*** Opening of EXERCISE TEXT ***

Does Your Foot Motion Increase Your Risk of Injury?

Whether you are an experienced runner or a beginning one, it is always wise to prevent injuries. Many shoe companies sell special shoes that are made just for one’s foot pronatation, which has to do with how one’s foot lands and rolls. The belief was that depending on the runner’s pronation, a special shoe could help prevent more running injuries and prevent less back pain. Now studies are showing that this may not be the case.

A study published in the British Journal of Sports Medicine shows why pronation doesn’t necessarily lead to injury. The study took 927 beginner runners and followed them for a year. They tracked their injuries, location, and shoe type amongst other things. The result was that those who bought special shoes for their pronation had the same amount of injuries as those who chose their shoes at random. Therefore, the study concluded that shoes and pronation are not important factors in preventing injuries.

As a new runner, this study is good news for you. It means that you don’t have to shell out a lot of extra money for special shoes. However, it is always important to try and avoid injuries while running, so here are a few tips to keep in mind and focus on instead of your pronation:

  • Run according to your weight. If you are carrying extra weight, then you probably took up running to shed it. However, the extra weight puts extra stress on your knees and back when you run. This doesn’t mean that you should stop running. It just means that you should combine your running with a nutrition plan to help shed 1-2 pounds a week. Not only will the weight loss benefit your health, but it will prevent more injuries while running. If you are heavier, ease into running and use shock absorbent shoes to help.

*** Close of EXERCISE TEXT ***

§ ACTIVITY 1: From the running article, write out the passage from "Does Your Foot" up to and including "be the case.".
§ ACTIVITY 2: In the running article, how many beginner runners took part in the study?
The rows underneath have nothing to do with this exercise.

*** Opening of RECORDS SHOWN ***

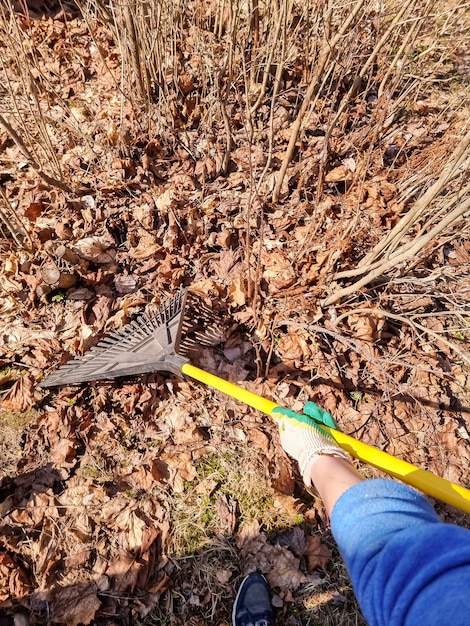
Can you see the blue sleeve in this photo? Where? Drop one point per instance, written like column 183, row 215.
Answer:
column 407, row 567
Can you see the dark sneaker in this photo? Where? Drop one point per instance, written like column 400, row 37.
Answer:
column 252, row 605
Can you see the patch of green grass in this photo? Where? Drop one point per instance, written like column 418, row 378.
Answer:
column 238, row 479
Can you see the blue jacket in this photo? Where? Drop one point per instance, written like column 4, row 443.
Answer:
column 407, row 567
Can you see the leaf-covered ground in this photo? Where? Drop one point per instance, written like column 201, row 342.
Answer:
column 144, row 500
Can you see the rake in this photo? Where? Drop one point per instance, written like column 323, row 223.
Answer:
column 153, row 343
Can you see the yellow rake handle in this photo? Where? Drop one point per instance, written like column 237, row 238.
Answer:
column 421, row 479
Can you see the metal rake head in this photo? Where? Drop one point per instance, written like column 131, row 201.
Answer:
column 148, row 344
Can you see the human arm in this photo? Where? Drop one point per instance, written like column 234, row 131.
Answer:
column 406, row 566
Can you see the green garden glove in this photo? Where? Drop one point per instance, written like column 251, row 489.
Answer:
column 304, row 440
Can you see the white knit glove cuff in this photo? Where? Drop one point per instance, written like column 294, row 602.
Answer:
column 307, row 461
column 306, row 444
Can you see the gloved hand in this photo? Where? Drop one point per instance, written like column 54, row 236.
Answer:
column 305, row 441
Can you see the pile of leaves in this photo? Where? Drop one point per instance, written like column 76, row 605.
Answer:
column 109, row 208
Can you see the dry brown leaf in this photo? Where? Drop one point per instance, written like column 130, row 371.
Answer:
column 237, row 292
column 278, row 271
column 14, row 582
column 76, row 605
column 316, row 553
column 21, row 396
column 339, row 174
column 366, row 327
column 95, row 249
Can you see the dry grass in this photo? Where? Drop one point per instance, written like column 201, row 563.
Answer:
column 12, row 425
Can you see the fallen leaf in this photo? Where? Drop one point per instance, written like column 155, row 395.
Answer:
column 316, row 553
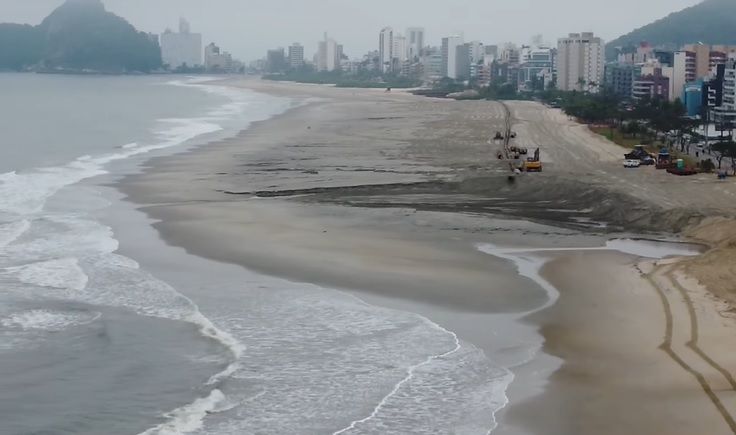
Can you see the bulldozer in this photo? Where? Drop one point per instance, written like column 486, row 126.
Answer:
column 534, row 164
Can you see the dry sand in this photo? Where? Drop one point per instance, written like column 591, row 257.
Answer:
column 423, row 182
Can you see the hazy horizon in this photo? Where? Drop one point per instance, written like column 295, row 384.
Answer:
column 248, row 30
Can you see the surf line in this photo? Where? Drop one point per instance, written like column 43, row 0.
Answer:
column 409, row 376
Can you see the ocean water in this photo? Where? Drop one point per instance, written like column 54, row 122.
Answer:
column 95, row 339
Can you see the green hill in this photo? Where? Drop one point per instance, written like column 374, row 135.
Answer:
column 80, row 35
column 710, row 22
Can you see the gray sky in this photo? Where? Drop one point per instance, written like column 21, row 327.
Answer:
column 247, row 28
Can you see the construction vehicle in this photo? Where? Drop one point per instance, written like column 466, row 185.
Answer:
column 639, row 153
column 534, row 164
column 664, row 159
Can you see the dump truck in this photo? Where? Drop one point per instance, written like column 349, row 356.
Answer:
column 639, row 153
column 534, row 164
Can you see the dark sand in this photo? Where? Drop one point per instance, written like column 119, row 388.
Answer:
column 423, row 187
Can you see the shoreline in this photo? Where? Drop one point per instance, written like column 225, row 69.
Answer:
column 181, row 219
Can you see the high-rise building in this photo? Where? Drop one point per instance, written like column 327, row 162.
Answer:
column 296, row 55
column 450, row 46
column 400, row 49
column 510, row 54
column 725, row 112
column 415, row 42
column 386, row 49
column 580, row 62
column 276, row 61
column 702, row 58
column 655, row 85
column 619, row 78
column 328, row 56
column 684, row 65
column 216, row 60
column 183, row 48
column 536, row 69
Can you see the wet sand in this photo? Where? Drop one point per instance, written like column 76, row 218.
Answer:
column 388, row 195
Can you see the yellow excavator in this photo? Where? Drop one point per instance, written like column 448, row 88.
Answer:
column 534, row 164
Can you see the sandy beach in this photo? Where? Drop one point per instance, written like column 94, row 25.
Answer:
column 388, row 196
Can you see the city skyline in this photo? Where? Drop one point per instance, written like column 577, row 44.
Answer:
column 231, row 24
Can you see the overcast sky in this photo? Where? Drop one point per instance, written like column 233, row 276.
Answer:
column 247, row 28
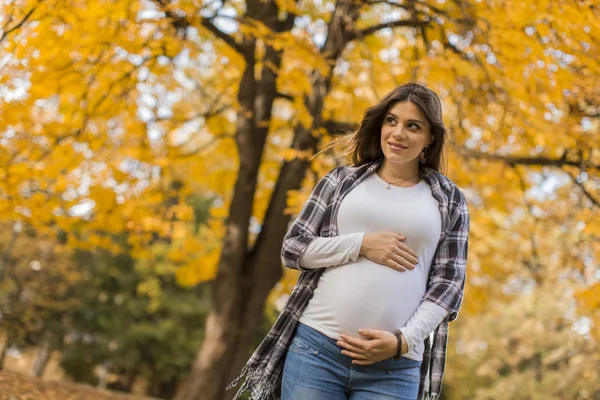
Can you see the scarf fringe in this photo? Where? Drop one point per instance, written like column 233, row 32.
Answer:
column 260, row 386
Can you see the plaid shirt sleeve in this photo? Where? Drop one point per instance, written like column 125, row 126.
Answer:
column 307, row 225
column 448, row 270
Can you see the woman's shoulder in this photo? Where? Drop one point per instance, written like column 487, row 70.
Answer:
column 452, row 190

*** Close of RECORDS SHOWN ***

§ EXERCISE OUTPUT 1:
Does Your Foot Motion Increase Your Risk of Injury?

Whether you are an experienced runner or a beginning one, it is always wise to prevent injuries. Many shoe companies sell special shoes that are made just for one’s foot pronatation, which has to do with how one’s foot lands and rolls. The belief was that depending on the runner’s pronation, a special shoe could help prevent more running injuries and prevent less back pain. Now studies are showing that this may not be the case.

§ EXERCISE OUTPUT 2: 927